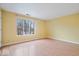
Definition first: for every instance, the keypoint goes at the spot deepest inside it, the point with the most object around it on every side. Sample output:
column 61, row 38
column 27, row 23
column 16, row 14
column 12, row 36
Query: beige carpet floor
column 43, row 47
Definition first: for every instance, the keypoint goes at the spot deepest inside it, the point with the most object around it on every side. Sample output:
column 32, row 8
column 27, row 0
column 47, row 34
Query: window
column 25, row 27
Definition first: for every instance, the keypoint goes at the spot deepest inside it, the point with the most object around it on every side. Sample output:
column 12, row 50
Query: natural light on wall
column 25, row 26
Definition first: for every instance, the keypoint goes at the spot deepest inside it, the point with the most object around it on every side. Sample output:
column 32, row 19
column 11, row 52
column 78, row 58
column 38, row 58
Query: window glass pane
column 25, row 27
column 19, row 27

==================================================

#### Directive
Repeat the material above in full and unchanged, minus its images.

#### Exercise response
Definition first: for every instance, the keypoint goes at the spot deepest inside it, the point with the most object around it on every side. Sample output:
column 61, row 38
column 27, row 23
column 16, row 14
column 12, row 36
Query: beige carpet floor
column 43, row 47
Definition first: for every instance, the keypoint goes at the spot deepest inside it, the point with the most object around it on every side. Sample output:
column 32, row 8
column 27, row 0
column 47, row 34
Query: window
column 25, row 27
Definition first: for every instance, the keypoint goes at the spot deepest inside it, the point with the most object around it on every side. Sample output:
column 12, row 50
Query: natural light on wall
column 25, row 26
Definition first: for every instance, the keypoint goes at the spot deepest inside it, the point with the most object around it on every side. Sample output:
column 32, row 19
column 11, row 52
column 78, row 58
column 38, row 58
Query: window glass pane
column 25, row 27
column 19, row 27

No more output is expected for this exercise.